## Trecho do texto
+-------+
13 junho 2014

COPA NO BRASIL: MEMORÁVEL E LAMENTÁVEL

Espetáculo de abertura da Copa do Mundo 2014
Uma semana inesquecível do ponto de vista esportivo, com muitas expectativas em relação a abertura da XX Copa do Mundo de Futebol, desta vez aqui no Brasil. E o que seu viu nesta quinta-feira na Arena São Paulo, como quer a FIFA, ou na Arena Corinthians, como querem alguns paulistas, foi ao mesmo tempo memorável e lamentável.

O espetáculo de abertura do evento foi simples e, ao mesmo tempo, elucidativo. Resgatou cenas de nossos costumes e do nosso folclore, mostrando como somos e de onde viemos. Imagens que correram o mundo. Concordo também que a música e os cantores que a interpretaram deixaram bastante a desejar, mesmo que a Claudia Leite tenha ostentado um “modelito” de quase 3 milhões de dólares, segundo os críticos de moda de plantão.
+-------+
## Objetivo
Responda com base no texto sobre a abertura da Copa:
(a) Que dois nomes o texto dá ao estádio onde ocorreu a abertura?
(b) O que o espetáculo de abertura resgatou?
(c) Quanto custou o "modelito" de Claudia Leite, segundo os críticos de moda?
+-------+
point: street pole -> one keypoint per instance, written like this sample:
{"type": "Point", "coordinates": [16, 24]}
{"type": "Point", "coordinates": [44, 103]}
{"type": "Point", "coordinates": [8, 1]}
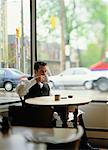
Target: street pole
{"type": "Point", "coordinates": [22, 39]}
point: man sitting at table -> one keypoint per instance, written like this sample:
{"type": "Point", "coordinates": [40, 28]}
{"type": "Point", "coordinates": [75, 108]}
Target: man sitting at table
{"type": "Point", "coordinates": [37, 86]}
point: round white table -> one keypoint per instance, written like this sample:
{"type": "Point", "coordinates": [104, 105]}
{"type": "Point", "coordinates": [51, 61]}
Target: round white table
{"type": "Point", "coordinates": [62, 103]}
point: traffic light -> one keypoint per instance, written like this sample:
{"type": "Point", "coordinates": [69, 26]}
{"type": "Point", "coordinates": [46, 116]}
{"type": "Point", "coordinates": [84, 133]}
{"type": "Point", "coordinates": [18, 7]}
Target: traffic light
{"type": "Point", "coordinates": [53, 22]}
{"type": "Point", "coordinates": [18, 32]}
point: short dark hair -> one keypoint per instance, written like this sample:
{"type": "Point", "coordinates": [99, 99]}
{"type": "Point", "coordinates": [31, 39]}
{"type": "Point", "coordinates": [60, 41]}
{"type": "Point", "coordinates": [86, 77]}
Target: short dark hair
{"type": "Point", "coordinates": [39, 63]}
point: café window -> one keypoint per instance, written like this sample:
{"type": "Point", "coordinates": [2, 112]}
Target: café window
{"type": "Point", "coordinates": [15, 34]}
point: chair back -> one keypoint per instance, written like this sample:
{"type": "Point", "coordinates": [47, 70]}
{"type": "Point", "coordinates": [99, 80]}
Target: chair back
{"type": "Point", "coordinates": [37, 116]}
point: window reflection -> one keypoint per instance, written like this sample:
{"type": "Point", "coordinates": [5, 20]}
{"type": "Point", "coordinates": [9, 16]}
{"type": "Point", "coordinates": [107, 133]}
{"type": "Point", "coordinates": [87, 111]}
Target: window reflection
{"type": "Point", "coordinates": [15, 34]}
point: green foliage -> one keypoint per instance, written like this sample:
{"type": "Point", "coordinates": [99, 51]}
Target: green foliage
{"type": "Point", "coordinates": [91, 55]}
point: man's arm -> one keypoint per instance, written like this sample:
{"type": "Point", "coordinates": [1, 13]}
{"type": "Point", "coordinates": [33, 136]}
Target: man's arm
{"type": "Point", "coordinates": [24, 86]}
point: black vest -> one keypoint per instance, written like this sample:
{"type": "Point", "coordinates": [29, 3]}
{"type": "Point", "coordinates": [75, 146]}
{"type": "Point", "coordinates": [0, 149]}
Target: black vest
{"type": "Point", "coordinates": [36, 91]}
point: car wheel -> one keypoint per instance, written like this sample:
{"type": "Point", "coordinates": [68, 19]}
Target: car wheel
{"type": "Point", "coordinates": [102, 84]}
{"type": "Point", "coordinates": [88, 84]}
{"type": "Point", "coordinates": [8, 86]}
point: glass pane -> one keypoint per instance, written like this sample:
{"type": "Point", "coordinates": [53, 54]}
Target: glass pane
{"type": "Point", "coordinates": [74, 34]}
{"type": "Point", "coordinates": [15, 34]}
{"type": "Point", "coordinates": [14, 46]}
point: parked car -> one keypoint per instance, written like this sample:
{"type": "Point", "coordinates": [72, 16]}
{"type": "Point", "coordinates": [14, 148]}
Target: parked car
{"type": "Point", "coordinates": [10, 77]}
{"type": "Point", "coordinates": [80, 76]}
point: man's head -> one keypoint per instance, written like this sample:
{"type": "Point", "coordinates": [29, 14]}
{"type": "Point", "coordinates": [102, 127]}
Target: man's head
{"type": "Point", "coordinates": [40, 69]}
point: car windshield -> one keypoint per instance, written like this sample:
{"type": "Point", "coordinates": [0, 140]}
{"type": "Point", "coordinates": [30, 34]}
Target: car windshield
{"type": "Point", "coordinates": [17, 72]}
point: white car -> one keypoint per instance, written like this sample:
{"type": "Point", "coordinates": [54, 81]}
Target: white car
{"type": "Point", "coordinates": [80, 76]}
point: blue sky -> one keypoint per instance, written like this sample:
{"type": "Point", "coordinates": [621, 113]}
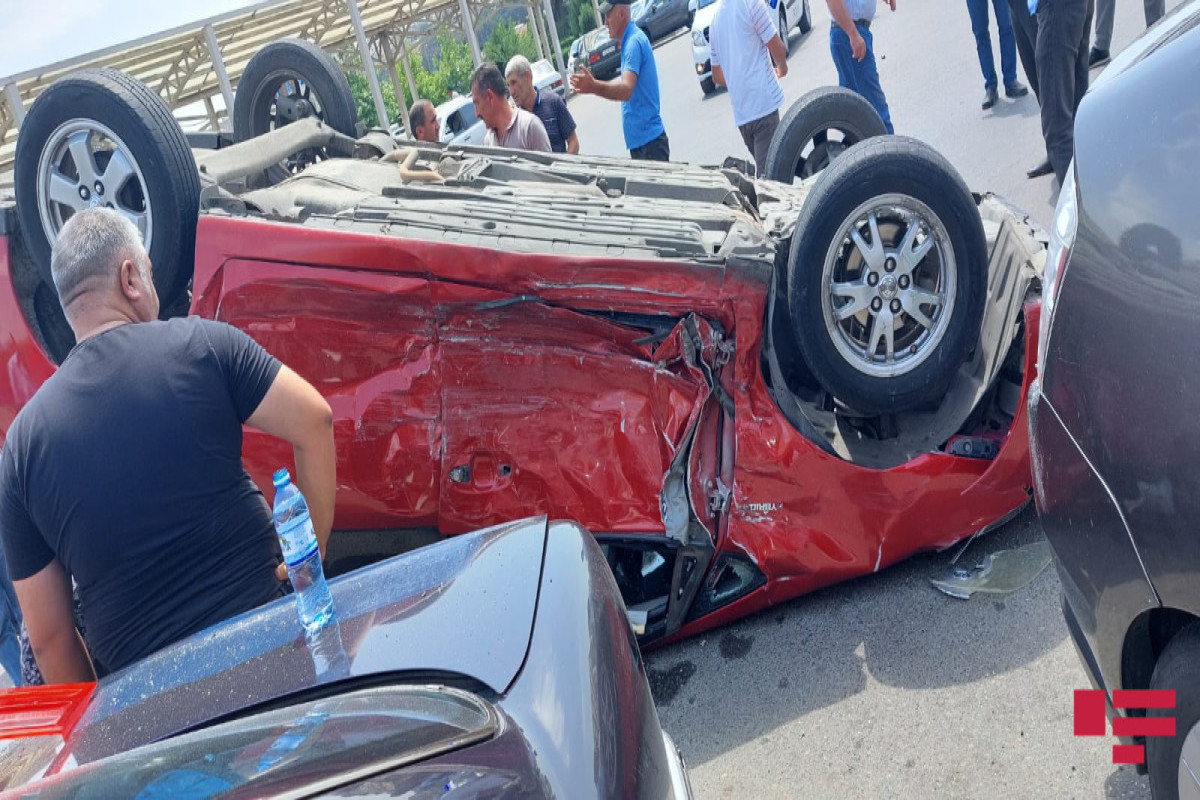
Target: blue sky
+-------+
## Resposta escrita
(a) Arena São Paulo, como quer a FIFA, e Arena Corinthians, como querem alguns paulistas.
(b) Cenas de nossos costumes e do nosso folclore.
(c) Quase 3 milhões de dólares.